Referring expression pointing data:
# # # # #
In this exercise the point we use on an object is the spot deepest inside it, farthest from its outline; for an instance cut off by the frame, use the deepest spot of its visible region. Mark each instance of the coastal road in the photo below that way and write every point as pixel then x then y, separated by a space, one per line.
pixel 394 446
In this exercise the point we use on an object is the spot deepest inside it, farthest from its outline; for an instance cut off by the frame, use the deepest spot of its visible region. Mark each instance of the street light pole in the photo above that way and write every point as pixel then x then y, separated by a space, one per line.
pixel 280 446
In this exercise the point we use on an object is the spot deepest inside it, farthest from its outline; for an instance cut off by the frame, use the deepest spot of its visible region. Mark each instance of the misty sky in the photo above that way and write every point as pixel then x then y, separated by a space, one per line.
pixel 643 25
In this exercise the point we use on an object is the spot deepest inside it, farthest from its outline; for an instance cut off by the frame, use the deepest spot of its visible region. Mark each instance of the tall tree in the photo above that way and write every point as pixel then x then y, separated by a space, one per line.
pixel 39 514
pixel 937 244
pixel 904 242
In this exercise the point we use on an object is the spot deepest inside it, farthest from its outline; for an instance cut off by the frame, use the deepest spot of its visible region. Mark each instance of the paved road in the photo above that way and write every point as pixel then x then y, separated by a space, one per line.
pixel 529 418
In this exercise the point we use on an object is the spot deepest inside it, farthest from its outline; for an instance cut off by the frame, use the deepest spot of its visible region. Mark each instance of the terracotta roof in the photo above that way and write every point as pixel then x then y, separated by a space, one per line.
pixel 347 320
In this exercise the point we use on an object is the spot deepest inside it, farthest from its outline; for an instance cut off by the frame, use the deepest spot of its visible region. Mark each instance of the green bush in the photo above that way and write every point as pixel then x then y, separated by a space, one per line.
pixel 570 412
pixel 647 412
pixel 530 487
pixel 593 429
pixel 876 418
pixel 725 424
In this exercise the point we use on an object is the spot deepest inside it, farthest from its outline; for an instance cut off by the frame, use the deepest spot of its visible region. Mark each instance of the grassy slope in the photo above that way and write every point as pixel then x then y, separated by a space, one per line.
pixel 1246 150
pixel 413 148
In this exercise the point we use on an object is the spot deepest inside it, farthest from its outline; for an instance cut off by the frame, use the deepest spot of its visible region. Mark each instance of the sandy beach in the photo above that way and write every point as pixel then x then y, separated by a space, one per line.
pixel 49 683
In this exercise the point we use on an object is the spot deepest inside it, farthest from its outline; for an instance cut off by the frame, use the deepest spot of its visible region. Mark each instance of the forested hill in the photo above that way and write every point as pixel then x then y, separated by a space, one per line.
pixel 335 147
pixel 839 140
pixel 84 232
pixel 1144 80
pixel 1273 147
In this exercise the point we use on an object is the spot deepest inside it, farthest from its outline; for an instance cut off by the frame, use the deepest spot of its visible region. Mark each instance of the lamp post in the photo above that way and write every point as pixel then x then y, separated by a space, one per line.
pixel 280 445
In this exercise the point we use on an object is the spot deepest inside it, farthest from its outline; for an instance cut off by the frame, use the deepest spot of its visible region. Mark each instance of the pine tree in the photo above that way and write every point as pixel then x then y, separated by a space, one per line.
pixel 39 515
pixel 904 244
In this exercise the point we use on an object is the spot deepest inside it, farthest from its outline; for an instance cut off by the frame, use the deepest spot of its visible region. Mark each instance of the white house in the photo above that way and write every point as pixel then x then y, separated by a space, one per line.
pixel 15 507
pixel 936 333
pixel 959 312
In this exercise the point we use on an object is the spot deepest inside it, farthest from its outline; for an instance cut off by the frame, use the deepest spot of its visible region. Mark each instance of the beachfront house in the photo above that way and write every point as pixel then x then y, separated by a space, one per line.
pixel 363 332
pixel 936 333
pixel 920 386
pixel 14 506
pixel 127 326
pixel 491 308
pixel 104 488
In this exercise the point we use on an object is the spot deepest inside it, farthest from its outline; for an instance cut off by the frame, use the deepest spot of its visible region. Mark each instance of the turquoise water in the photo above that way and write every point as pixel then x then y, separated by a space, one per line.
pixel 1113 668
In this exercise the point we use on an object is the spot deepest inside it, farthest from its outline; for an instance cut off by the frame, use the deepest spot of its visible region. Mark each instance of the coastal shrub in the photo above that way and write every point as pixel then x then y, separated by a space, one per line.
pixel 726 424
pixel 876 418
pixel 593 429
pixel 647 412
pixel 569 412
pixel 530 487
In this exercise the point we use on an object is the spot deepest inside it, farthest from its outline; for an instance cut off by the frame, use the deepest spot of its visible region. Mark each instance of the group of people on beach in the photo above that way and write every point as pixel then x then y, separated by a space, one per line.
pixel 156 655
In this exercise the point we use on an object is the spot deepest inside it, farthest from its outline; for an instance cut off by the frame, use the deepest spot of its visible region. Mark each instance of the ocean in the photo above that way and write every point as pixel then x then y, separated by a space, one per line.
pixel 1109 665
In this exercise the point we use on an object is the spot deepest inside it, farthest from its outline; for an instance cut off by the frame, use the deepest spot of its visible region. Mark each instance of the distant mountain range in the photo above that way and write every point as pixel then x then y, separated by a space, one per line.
# # # # #
In your response, give all the records again with nothing altered.

■ **EXERCISE ANSWER**
In this exercise the point we use on an object is the spot deepest inside it, farthest from its outline; for an instance cut off by the frame, use the deepest spot of its visible region. Mark each instance of the coastal road in the photo below that way and write every point as pixel then x then y, separated by a space, one per line.
pixel 394 446
In this exercise the point we use on an object is the spot deepest inside it, farthest from its outline; for an instance cut off by the frame, use the deepest spot of its visible region. Mark each instance of the street light pole in the photo above that way and write every point as pixel then x then y, separated by a space, one per line.
pixel 280 446
In this exercise the point we use on an object is the spot deepest inside it, farthest from its outline; for an instance cut off by the frame, use the deepest spot of its visible region. Mark each instance of the misty sky in the photo above that way and write every point as pixel then x then y, separated by a space, one per line.
pixel 643 25
In this exercise the point we use on an object is the spot deepest inside it, farthest from its outline; for an instance cut off by the frame, use the deepest spot of its visible region. Mark each instance of the tall tree in the photo above that way and write every point as pixel then x then y, separated by a space, one per line.
pixel 39 514
pixel 937 244
pixel 904 242
In this exercise the point we use on an object is the spot deepest inside it, farthest from its outline; for an instance cut off by the frame, use the deepest spot of its visible region. Mark each instance of the paved road in the photo above that way and write every point as pixel then x then y, separated by a space, one per line.
pixel 529 418
In this exercise the point we use on an object is the spot deepest inside it, farthest from its outline; for an instance cut off by the frame, use the deepest spot of its visible region. Mark each instance of the terracotta roof in the photo above that way and write every point as pixel then x then y, separated by a space, one per line.
pixel 347 320
In this exercise the point we use on an object is the spot deepest inside it, farthest from its outline; for an instance cut off by the frame, use the deepest spot of its visible region. Mark each instance of the green bush in the photo above that way and write every point as pixel then x then y, separated by a space, one per line.
pixel 570 412
pixel 647 412
pixel 530 487
pixel 593 429
pixel 876 418
pixel 725 424
In this exercise the point we use on an object is the spot deepest inside it, farthest from its outline; for an instance cut off by the frame, use the deepest spot of its visible region. Mark each instance of the grassy slope in the photo above that way and write every point as pixel then x then y, separated by a space, one per line.
pixel 1246 150
pixel 413 148
In this exercise the point we use on an object is the spot deepest inside it, farthest from its outline; for an instance cut off by the frame, use the deepest spot of its visible region. Mark each instance of the sandy beach in the photo above that way and write every point as pixel then x then y, separated by a space, one per line.
pixel 49 683
In this exercise the point we use on an object is the spot deepest inside it, farthest from its outline; for an instance cut off by the frame, use the deepest spot of its visible region. Mark each instance of the forested hill in the photo above that way and write every point as pixel then x then y, separated by a space, one per line.
pixel 335 147
pixel 839 140
pixel 84 232
pixel 1144 80
pixel 1273 147
In this exercise the point we use on an object is the spot deepest inside it, farthest from its outline; for an instance cut off by the frame, use the deepest spot of its visible region. Mark each instance of the lamp post in the photo above that way and write every point as pixel then x then y, separated by a space, one per line.
pixel 280 445
In this exercise the point we use on an object is the spot deepest inside it, farthest from its outline; for an instance cut off by the frame, use the deepest spot of its visible region. Mark each instance of the pine tree in the photo above that way and write every point as pixel then x then y, separated by a space, one per line.
pixel 39 515
pixel 904 244
In this exercise the point we use on an object is the spot deepest inside it, farthest from its outline; for an instance cut off by the frame, use the deepest spot of its visible region. Mark each instance of the white house in the photo above that way and write every point as pixel then x then y, separated by a space, one per line.
pixel 15 507
pixel 936 333
pixel 959 312
In this exercise the point we use on an object is the spot deepest inside it, farthest from its outline; for an instance cut off by the frame, use the deepest spot of its visible region. Mark each instance of the beachfront house in the photo above that way and write every point as pixel then x then y, separated by a space, one per line.
pixel 363 332
pixel 936 333
pixel 920 386
pixel 14 506
pixel 127 326
pixel 491 308
pixel 104 488
In this exercise the point we use on an object is the spot deepest inside it, farthest from its outline; for an instance cut off by the frame, use the deepest spot of its visible region. Mark each instance of the turquoise water in the photo above that way and write every point as pixel then x then y, separated by a space, one per line.
pixel 1113 668
In this exercise the point we use on an object is the spot deepest inside it, farthest from its outline; for an instance cut off by the frame, use the deepest spot of its visible region. Mark each instance of the coastal shrub in the photo above that way and write every point as pixel then x then y, separated by a space, one per line.
pixel 726 424
pixel 876 418
pixel 593 429
pixel 647 412
pixel 569 412
pixel 530 487
In this exercise the point we use on an object is the spot deepest inside it, farthest from its outline; for an instance cut off by the frame, use the deepest spot of its visible region. Mark each instance of the group of people on beach in the photo above that way and write every point as pixel then x then y, separated by a space, one per line.
pixel 156 655
In this exercise the point we use on an object is the spot deepest inside it, farthest from its outline; for an instance cut off by the frame, use the deepest spot of its visible region. Mark each instance of the ocean in the photo above that way and write every point as pixel then x then y, separated by a space, one per line.
pixel 1109 665
In this exercise the point we use on an object is the spot deepest inside it, farthest from its outline; for an instance cut off by the frame, use the deepest spot of its visible region. Mark each instance of the distant mountain range in the photo above that way and write every point as pixel then x then y, separated by a space, one per line.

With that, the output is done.